[Pointing dataset excerpts]

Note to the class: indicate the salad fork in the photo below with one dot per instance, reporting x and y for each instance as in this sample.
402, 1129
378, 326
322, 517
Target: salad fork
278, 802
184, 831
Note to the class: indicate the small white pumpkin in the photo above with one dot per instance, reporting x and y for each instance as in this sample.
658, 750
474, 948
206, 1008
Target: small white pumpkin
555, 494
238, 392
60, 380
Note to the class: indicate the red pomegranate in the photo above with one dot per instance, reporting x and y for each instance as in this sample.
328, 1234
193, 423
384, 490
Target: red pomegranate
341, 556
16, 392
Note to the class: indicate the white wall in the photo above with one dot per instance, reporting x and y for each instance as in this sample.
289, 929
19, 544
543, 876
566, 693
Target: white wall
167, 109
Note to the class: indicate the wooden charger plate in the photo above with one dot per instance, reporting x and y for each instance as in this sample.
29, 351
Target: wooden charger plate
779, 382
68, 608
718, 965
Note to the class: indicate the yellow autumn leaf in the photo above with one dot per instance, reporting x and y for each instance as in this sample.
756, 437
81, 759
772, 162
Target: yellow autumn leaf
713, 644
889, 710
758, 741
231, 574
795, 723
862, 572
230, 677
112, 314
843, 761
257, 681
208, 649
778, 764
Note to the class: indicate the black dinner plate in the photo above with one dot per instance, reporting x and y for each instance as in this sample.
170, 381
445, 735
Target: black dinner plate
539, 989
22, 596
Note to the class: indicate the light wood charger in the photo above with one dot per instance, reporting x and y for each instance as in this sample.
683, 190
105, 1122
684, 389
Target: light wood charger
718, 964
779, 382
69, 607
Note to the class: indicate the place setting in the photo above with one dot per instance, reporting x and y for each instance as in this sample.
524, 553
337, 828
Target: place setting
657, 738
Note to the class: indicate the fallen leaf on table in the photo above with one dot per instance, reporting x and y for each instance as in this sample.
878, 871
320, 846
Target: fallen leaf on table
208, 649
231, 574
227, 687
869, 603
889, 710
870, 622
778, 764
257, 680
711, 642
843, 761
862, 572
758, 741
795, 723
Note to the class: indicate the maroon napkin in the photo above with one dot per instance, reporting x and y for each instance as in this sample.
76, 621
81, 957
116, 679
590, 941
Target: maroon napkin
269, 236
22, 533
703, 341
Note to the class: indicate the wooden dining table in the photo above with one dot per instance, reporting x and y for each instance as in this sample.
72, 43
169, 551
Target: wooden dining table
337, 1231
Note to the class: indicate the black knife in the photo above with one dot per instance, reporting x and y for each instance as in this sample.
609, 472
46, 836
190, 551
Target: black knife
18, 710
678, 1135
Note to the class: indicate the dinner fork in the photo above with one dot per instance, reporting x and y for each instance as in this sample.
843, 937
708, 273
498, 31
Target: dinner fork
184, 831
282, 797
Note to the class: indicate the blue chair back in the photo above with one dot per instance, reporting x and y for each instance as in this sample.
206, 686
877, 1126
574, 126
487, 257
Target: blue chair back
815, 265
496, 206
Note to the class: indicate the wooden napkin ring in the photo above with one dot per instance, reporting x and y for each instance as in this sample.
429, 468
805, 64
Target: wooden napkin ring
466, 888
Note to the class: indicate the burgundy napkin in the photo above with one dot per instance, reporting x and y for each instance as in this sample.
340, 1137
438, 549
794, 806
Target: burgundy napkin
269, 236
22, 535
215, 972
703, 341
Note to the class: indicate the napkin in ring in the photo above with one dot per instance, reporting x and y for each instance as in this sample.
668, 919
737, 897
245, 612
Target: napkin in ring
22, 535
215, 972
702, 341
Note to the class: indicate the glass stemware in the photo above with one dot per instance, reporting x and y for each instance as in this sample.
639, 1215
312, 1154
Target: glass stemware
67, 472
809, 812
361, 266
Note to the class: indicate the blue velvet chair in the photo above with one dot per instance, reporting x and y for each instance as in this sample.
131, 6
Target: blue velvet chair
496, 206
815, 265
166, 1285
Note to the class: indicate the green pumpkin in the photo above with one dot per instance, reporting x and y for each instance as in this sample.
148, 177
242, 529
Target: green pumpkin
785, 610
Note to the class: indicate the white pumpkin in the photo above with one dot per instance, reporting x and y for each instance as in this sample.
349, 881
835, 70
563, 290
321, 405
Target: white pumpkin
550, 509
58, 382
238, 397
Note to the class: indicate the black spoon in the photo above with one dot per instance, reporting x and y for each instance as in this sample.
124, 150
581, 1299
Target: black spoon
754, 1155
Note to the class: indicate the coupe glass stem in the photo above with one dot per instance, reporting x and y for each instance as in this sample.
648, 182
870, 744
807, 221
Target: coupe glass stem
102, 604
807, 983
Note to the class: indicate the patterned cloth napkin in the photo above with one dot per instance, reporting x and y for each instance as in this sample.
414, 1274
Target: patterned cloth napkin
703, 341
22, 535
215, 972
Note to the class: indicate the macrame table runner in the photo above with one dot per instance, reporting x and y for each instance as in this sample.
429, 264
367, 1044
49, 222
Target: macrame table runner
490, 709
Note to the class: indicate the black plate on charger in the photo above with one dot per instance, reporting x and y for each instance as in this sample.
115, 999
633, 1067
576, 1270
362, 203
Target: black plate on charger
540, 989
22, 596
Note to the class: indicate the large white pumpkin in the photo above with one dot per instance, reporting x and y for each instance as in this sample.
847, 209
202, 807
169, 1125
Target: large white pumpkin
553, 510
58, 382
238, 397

◆ **Task details**
Copy the material above back out, exactly as written.

◆ **Solution below**
Note to the class: indicate the salad fork in the photo below with one dot per instance, reporting x and y for each instance as in this sample.
402, 1129
378, 326
322, 517
Target: salad fork
278, 802
184, 831
Note to the class: indicate the small white pumpkin in the photo above with one dot per instance, reporting x and y for each instance as in this sample.
658, 750
474, 948
206, 1008
Target: small white pumpkin
555, 494
238, 392
60, 380
Note to the class: indicate the red pomegranate in the photo above with one dot per instance, reporting x and y for each instance as in this sample.
328, 1234
193, 423
384, 490
Target: red pomegranate
341, 556
16, 392
Note to the class: indicate the white wall in the photo above with one dot per instance, reporting x and y for each instance as in this sample.
289, 929
19, 544
543, 876
566, 693
Target: white wall
167, 109
Note to the class: indicate the wooden charger plate in the photo above with one dot per instance, reporting x and y for each instance as in this sample.
29, 351
Target: wooden charger plate
779, 382
68, 608
718, 965
Note to the class: indicate the yellow autumn leaf in the photo above with one dot per instance, reporting x and y for each instance as in this sample.
756, 437
81, 759
772, 162
Target: yellow autumn leaf
713, 644
889, 710
758, 741
231, 574
795, 723
862, 572
230, 677
112, 314
843, 761
257, 681
208, 649
778, 764
Note to the class: indicate the black dinner plate in the photo above with one dot per instance, reporting x and y for each instance as in this sample.
170, 381
445, 735
Target: black dinner plate
539, 989
22, 596
Note to the class: indicate the light wood charger in the photo above with one dot per instance, reporting x and y for each instance as in this sample.
683, 190
105, 1122
684, 389
Target: light wood charger
718, 964
779, 382
69, 607
Note to the class: indicate the place setting in the photo above with one dot per instance, reporting x and y for each instance as in this sample.
524, 553
337, 828
Target: place setting
657, 738
Note to the class: indicate the fallen leaf on table in the photo above with one dot per instance, reporting x and y for each instance as in this sample.
878, 871
320, 846
Target: fallen leaf on table
208, 649
231, 574
227, 687
869, 603
889, 710
870, 622
778, 764
257, 680
711, 642
843, 761
862, 572
758, 741
795, 723
Note to the class: indicate the maroon napkin in the photo above with one dot per instance, reporting x and y for each instance as in this sample.
76, 621
81, 957
116, 679
590, 941
Target: maroon napkin
269, 236
22, 533
703, 341
Note to the class: indicate the wooden dining table in the photo above with one dot per instance, reporting x and y for each instance as in this sample.
72, 43
169, 551
Target: wooden dining table
337, 1231
Note to the class: indicate the black knife in the photo above with one dot per instance, reporting x and y for each instance as in this sample.
609, 472
46, 836
190, 551
Target: black knife
18, 710
678, 1135
Note to the class: indicate the dinner fork in the photo above with one dot per instance, reporting x and y for each instance as in this sample.
843, 937
708, 273
498, 31
Target: dinner fork
184, 831
282, 797
Note to the class: indicate the blue chair back in the photo above with one dot per instance, reporting x and y for each instance as in this sample.
206, 686
877, 1126
574, 126
487, 257
Target: blue chair back
815, 265
496, 206
Note to the class: indicate the wooden napkin ring in the photo above with one dot per instance, reporting x and y for each instance as in this sample.
429, 468
805, 64
Target: wooden napkin ring
466, 888
Note to the class: indicate the burgundy napkin in the photo above with one dot per instance, reporting x and y for each instance as in this sample.
340, 1137
438, 549
794, 806
Target: burgundy napkin
269, 236
22, 535
215, 972
703, 341
Note to the class: indicate the napkin in ring in the photo above with one dot per instance, reporting x and y for each instance as in this sample.
668, 919
737, 897
245, 612
Target: napkin in ring
22, 535
215, 972
702, 341
Note to the class: indicate the glass stemware in the photo above with one dot per instance, reporting x and y for each instance as in this sample.
639, 1215
312, 1154
Target: glass stemware
67, 472
809, 812
361, 266
Note to the class: indicate the blue velvet chair in the photo above with one dot per instance, reporting x and y for each instance as in this sample.
131, 6
Target: blue velvet chair
496, 206
815, 265
166, 1285
Note to the class: indicate the green pumpkin in the photo above with one dot per instance, reporting x and y for each instance as in this sample.
148, 177
242, 529
Target: green pumpkin
785, 610
Note to the class: indicate the white pumpkin in the photo above with one dot per instance, reporting x and y for each instance as in this sample.
349, 881
835, 70
563, 290
321, 405
Target: white pumpkin
550, 509
58, 382
238, 397
Note to the class: indicate the black spoon in the photo above with one dot per instance, reporting x and y for each instance as in this sample.
124, 150
581, 1299
Target: black spoon
754, 1155
Note to the class: indicate the coupe glass stem in the photo above with one dot per instance, reporting x and y for each instance as in this sample.
648, 182
870, 744
807, 221
Target: coupe glass stem
102, 604
807, 983
Note to the class: indicate the patterned cloth napkin in the photo above with one dot per instance, reporting x and y for each instance as in this sample.
414, 1274
Target: patterned cloth napkin
703, 341
22, 535
215, 972
Note to the class: indicate the macrame table runner in the photo above with one dot per instance, reporting x and y for each instance as in this sample.
429, 264
367, 1044
49, 222
Target: macrame table runner
490, 709
Note to the class: indicate the black plate on charger in the photo above with one dot per instance, reporting x and y for each instance as in this sample.
115, 999
633, 1067
576, 1270
362, 203
Target: black plate on charger
540, 989
22, 596
Note to the class: indicate the large white pumpkin in the photo above with one dot per instance, reporting x and y for each instance as in this sample.
847, 209
202, 807
169, 1125
Target: large white pumpkin
553, 510
58, 382
238, 397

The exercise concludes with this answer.